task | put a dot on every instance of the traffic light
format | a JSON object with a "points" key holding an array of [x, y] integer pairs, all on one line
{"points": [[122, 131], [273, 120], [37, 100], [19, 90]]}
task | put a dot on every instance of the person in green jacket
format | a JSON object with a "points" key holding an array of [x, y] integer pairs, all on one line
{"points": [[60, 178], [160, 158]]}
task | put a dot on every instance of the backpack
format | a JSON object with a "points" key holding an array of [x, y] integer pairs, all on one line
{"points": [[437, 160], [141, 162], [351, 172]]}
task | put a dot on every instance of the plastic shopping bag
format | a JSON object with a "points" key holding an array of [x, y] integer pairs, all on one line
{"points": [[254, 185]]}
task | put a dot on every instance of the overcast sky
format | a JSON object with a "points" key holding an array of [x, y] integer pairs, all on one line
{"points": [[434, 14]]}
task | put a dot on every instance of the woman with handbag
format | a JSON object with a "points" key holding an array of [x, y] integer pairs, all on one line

....

**Exercise description**
All lines from the one holding "task | put a dot on every instance of the overcast" through the end of the entries need to be given again exactly. Leave out the others.

**Exercise result**
task | put a dot on every instance of the overcast sky
format | a JSON object with a "points" key holding an array of [x, y] integer pairs, all on one line
{"points": [[434, 14]]}
task | put a dot on every instance of the woman with handbag
format | a JSON object with a "points" key holding an array of [x, y] integer pairs, all on one line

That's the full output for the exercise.